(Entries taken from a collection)

****************************************

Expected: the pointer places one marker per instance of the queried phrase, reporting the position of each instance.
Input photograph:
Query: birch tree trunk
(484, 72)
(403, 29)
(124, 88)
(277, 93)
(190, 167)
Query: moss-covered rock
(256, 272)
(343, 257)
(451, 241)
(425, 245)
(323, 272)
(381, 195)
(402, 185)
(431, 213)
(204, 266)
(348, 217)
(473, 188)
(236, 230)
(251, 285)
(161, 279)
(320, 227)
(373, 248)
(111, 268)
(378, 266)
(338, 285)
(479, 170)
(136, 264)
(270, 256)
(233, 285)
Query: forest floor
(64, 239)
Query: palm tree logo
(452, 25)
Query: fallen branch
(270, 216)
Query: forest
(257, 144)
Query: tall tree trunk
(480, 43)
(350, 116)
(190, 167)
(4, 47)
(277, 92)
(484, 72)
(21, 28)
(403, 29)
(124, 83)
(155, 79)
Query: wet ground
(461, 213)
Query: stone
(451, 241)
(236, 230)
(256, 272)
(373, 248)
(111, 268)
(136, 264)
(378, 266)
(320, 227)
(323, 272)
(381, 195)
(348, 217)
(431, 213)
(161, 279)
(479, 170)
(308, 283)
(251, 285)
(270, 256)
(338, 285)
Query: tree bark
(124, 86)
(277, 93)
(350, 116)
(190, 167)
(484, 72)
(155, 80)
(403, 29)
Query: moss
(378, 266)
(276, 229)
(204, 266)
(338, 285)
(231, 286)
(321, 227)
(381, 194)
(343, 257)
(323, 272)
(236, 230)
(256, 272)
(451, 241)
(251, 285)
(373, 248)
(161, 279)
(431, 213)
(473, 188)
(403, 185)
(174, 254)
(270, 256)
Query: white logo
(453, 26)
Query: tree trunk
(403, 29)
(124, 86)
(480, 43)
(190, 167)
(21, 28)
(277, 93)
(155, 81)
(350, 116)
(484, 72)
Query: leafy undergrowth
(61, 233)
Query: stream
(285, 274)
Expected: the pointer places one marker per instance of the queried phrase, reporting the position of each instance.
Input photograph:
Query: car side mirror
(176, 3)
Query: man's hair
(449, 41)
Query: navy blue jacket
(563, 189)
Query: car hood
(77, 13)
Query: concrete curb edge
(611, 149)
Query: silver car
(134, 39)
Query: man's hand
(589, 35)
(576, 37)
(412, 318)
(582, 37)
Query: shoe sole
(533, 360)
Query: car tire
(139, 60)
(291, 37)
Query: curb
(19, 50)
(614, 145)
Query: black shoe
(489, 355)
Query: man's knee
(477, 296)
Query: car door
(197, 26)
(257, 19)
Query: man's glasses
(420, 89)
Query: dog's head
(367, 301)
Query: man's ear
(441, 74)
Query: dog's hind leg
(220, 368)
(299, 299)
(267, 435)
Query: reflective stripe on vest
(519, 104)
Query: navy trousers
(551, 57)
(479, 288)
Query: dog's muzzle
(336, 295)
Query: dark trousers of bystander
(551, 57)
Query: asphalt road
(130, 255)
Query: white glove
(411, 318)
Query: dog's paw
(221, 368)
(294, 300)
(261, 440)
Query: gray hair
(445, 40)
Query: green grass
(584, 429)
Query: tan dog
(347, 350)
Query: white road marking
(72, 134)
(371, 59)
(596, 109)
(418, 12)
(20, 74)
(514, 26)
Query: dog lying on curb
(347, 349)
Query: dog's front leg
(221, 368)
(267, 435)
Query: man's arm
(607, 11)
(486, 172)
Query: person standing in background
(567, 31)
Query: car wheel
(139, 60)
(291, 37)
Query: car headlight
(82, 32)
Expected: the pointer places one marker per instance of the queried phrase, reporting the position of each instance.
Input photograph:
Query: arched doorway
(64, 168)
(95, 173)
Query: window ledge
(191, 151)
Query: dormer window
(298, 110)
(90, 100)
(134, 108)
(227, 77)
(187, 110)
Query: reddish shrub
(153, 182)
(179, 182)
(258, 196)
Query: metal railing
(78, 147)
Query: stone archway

****************************************

• Task directions
An exact transcription of every record above is required.

• Task answer
Expected: the pointer places one marker per instance of the queried phrase, reporting the position of each instance.
Input photograph:
Query: birch tree trunk
(484, 72)
(403, 29)
(124, 88)
(277, 93)
(190, 167)
Query: moss-covered rock
(256, 272)
(343, 257)
(451, 241)
(425, 245)
(323, 272)
(381, 195)
(402, 185)
(431, 213)
(204, 266)
(348, 217)
(473, 188)
(236, 230)
(251, 285)
(161, 279)
(320, 227)
(373, 248)
(111, 268)
(378, 266)
(338, 285)
(479, 170)
(136, 264)
(270, 256)
(233, 285)
Query: forest floor
(64, 239)
Query: palm tree logo
(452, 25)
Query: fallen branch
(270, 216)
Query: forest
(257, 144)
Query: tall tree trunk
(480, 43)
(350, 116)
(190, 167)
(4, 47)
(277, 92)
(484, 72)
(21, 28)
(403, 29)
(124, 83)
(155, 79)
Query: wet ground
(461, 213)
Query: stone
(451, 241)
(236, 230)
(256, 272)
(373, 248)
(111, 268)
(136, 264)
(378, 266)
(320, 227)
(323, 272)
(381, 195)
(348, 217)
(431, 213)
(161, 279)
(479, 170)
(308, 283)
(251, 285)
(270, 256)
(338, 285)
Query: tree bark
(124, 86)
(277, 93)
(350, 116)
(190, 167)
(484, 72)
(155, 80)
(403, 29)
Query: moss
(378, 266)
(276, 229)
(204, 266)
(338, 285)
(231, 286)
(321, 227)
(381, 194)
(343, 257)
(323, 272)
(236, 230)
(256, 272)
(451, 241)
(251, 285)
(373, 248)
(161, 279)
(431, 213)
(473, 188)
(403, 185)
(174, 254)
(270, 256)
Query: white logo
(453, 26)
Query: tree trunk
(403, 29)
(124, 86)
(480, 43)
(190, 167)
(21, 28)
(277, 93)
(155, 81)
(350, 116)
(484, 72)
Query: leafy undergrowth
(61, 233)
Query: stream
(285, 274)
Expected: the pointer places one marker per instance of the queried phrase, reporting the position of each instance.
Input photograph:
Query: car side mirror
(176, 3)
Query: man's hair
(449, 41)
Query: navy blue jacket
(563, 189)
Query: car hood
(77, 13)
Query: concrete curb edge
(611, 149)
Query: silver car
(134, 39)
Query: man's hand
(589, 35)
(576, 37)
(412, 318)
(582, 37)
Query: shoe sole
(533, 360)
Query: car tire
(139, 60)
(291, 37)
Query: curb
(19, 50)
(614, 145)
Query: black shoe
(489, 355)
Query: man's knee
(477, 296)
Query: car door
(197, 26)
(257, 19)
Query: man's glasses
(420, 89)
Query: dog's head
(367, 301)
Query: man's ear
(441, 74)
Query: dog's hind leg
(220, 368)
(299, 299)
(267, 435)
Query: reflective stripe on vest
(519, 104)
Query: navy trousers
(551, 57)
(479, 288)
Query: dog's muzzle
(336, 295)
Query: dark trousers of bystander
(551, 57)
Query: asphalt road
(130, 255)
Query: white glove
(411, 318)
Query: dog's paw
(221, 368)
(294, 300)
(261, 440)
Query: gray hair
(445, 40)
Query: green grass
(584, 429)
Query: tan dog
(347, 350)
Query: white road marking
(72, 134)
(371, 59)
(596, 109)
(418, 12)
(20, 74)
(514, 26)
Query: dog lying on curb
(347, 349)
Query: dog's front leg
(221, 368)
(267, 435)
Query: man's arm
(607, 11)
(486, 172)
Query: person standing in background
(567, 31)
Query: car wheel
(139, 60)
(291, 37)
Query: car headlight
(82, 32)
Expected: the pointer places one marker per instance of the queried phrase, reporting the position of each instance.
Input photograph:
Query: arched doorway
(64, 168)
(95, 173)
Query: window ledge
(191, 151)
Query: dormer window
(298, 110)
(90, 100)
(134, 108)
(227, 77)
(187, 110)
Query: reddish shrub
(153, 182)
(179, 182)
(258, 196)
Query: metal railing
(78, 147)
Query: stone archway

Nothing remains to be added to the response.